[INSTRUCTIONS FOR THE TASK] Rewrite the material from its first line through the line with "[1,2,480,130]", swapping "blue sky" for "clear sky" and keeping everything else the same.

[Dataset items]
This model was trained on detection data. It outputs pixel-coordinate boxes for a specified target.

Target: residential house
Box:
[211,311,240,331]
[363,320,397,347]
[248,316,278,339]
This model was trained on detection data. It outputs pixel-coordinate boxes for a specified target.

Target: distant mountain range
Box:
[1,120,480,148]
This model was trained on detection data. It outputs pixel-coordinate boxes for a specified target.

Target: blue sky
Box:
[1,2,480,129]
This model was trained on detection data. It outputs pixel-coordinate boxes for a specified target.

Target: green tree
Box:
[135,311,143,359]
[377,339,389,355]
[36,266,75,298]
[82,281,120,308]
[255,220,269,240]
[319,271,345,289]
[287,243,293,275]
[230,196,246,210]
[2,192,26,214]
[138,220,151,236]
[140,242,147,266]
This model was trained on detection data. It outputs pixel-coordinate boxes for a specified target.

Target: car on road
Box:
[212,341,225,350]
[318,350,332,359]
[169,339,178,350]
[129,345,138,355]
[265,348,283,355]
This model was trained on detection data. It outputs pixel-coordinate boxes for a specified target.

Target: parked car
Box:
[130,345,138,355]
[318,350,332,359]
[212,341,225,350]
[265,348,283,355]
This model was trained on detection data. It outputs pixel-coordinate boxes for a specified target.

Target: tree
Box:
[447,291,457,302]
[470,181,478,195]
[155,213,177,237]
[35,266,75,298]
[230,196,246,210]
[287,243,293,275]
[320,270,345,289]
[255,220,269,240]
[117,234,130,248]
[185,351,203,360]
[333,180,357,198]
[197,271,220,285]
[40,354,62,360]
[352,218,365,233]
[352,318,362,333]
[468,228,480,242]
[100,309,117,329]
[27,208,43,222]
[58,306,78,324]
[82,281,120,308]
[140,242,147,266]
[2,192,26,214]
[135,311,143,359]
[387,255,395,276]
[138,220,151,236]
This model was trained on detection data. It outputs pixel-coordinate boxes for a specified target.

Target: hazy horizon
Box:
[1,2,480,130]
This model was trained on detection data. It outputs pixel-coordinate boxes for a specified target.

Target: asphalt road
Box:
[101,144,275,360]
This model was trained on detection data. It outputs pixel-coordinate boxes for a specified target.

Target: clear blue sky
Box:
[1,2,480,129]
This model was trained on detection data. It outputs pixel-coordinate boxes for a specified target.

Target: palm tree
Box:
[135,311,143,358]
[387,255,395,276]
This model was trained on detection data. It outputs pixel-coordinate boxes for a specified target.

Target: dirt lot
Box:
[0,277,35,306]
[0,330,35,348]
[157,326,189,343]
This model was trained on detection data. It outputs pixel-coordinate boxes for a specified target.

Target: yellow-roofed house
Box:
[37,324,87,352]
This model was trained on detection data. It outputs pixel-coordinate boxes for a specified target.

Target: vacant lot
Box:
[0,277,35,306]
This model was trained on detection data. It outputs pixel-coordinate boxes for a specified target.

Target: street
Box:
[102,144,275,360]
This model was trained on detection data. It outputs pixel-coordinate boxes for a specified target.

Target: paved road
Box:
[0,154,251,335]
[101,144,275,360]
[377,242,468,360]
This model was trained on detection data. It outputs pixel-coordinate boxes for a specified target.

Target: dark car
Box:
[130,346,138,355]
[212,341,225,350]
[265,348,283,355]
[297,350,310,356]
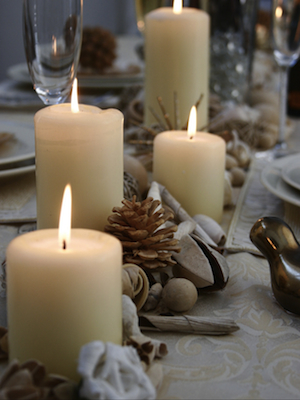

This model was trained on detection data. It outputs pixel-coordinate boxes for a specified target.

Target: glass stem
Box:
[278,66,289,145]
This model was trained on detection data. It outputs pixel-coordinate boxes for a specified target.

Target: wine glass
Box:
[23,0,83,105]
[135,0,165,35]
[272,0,300,156]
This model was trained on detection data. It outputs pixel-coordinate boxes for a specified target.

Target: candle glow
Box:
[188,106,197,139]
[275,6,283,18]
[71,78,79,113]
[173,0,182,14]
[58,185,72,249]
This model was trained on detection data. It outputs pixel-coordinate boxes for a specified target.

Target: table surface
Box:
[0,91,300,399]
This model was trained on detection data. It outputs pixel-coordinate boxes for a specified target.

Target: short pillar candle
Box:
[153,108,226,222]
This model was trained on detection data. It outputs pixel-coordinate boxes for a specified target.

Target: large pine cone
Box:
[104,196,180,269]
[79,27,117,73]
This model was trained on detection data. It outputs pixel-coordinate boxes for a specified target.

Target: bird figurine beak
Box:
[250,217,300,315]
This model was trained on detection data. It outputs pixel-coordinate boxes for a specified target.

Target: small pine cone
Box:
[104,196,180,269]
[79,27,117,73]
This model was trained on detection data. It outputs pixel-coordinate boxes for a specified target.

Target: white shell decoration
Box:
[162,278,198,312]
[122,263,149,310]
[193,214,226,246]
[78,341,156,400]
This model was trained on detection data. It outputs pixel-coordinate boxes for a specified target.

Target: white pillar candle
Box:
[7,186,122,380]
[153,108,226,222]
[144,7,210,129]
[34,104,123,230]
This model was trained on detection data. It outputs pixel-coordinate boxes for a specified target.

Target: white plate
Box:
[261,154,300,207]
[282,158,300,190]
[0,120,35,166]
[0,165,35,179]
[7,35,144,88]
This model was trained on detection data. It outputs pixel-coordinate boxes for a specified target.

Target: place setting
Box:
[0,0,300,400]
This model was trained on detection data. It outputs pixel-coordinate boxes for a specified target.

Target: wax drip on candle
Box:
[173,0,182,14]
[58,184,72,250]
[187,106,197,139]
[71,78,79,113]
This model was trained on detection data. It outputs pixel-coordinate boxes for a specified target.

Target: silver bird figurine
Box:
[250,217,300,315]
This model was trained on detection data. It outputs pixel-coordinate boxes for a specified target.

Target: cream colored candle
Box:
[153,108,226,222]
[34,104,123,230]
[145,7,210,129]
[7,214,122,380]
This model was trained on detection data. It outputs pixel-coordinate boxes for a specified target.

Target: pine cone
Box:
[79,27,117,72]
[0,360,77,400]
[104,196,180,269]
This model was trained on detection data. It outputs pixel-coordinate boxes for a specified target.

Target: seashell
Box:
[191,234,229,291]
[0,132,15,145]
[143,282,163,311]
[225,153,238,169]
[124,154,148,194]
[193,214,226,246]
[174,220,197,240]
[224,171,232,206]
[162,278,198,312]
[228,141,251,167]
[172,235,214,288]
[230,167,246,187]
[122,263,149,310]
[257,127,278,149]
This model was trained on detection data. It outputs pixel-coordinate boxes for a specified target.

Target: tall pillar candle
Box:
[7,229,122,380]
[153,131,226,222]
[34,104,123,230]
[144,7,210,129]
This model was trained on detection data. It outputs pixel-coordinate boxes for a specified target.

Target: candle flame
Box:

[THE SOLUTION]
This model was trained on detection data. It outputs pixel-coordinate boxes for a specified target.

Target: residential house
Box:
[211,311,240,331]
[363,320,397,347]
[248,316,278,339]
This model was trained on detection data. It outputs pixel-coordinate boxes for a specified target.

Target: distant mountain range
Box:
[1,120,480,148]
This model was trained on detection data. It outputs pixel-coordinate boxes for a specified target.

Target: clear sky
Box:
[1,2,480,129]
This model was trained on detection data. It outputs pixel-coordinate boxes for a specified target.

Target: green tree
Box:
[135,311,143,359]
[377,339,389,355]
[36,266,75,298]
[82,281,120,308]
[255,220,269,240]
[319,271,345,289]
[287,243,293,275]
[230,196,246,210]
[2,192,26,214]
[138,220,151,236]
[140,242,147,266]
This model was trained on detection data. It outputs pixel-coordinate boxes for a specified target.

Target: car on road
Box:
[212,341,225,350]
[318,350,332,359]
[169,339,178,350]
[129,345,138,355]
[265,348,283,355]
This model was trained on detection data. It outputs pixel-coordinate boxes for a specified target.

Target: parked car
Box:
[130,345,138,355]
[318,350,332,359]
[212,341,225,350]
[265,348,283,355]
This model was trained on detection data. It outputs pixel-coordinate boxes for a specified target.

Target: tree
Box:
[447,291,457,302]
[470,181,478,195]
[155,213,177,237]
[35,266,75,298]
[230,196,246,210]
[287,243,293,275]
[320,270,345,289]
[255,220,269,240]
[117,234,130,248]
[185,351,203,360]
[333,180,357,198]
[197,271,220,285]
[40,354,62,360]
[352,218,365,233]
[352,318,362,333]
[468,228,480,242]
[100,309,117,329]
[27,208,43,222]
[58,306,78,324]
[82,281,120,308]
[140,242,147,266]
[2,192,26,214]
[135,311,143,359]
[387,255,395,276]
[138,220,151,236]
This model was trained on detection data. It outputs pixel-coordinate boxes for a specified target.

Target: hazy horizon
Box:
[1,2,480,130]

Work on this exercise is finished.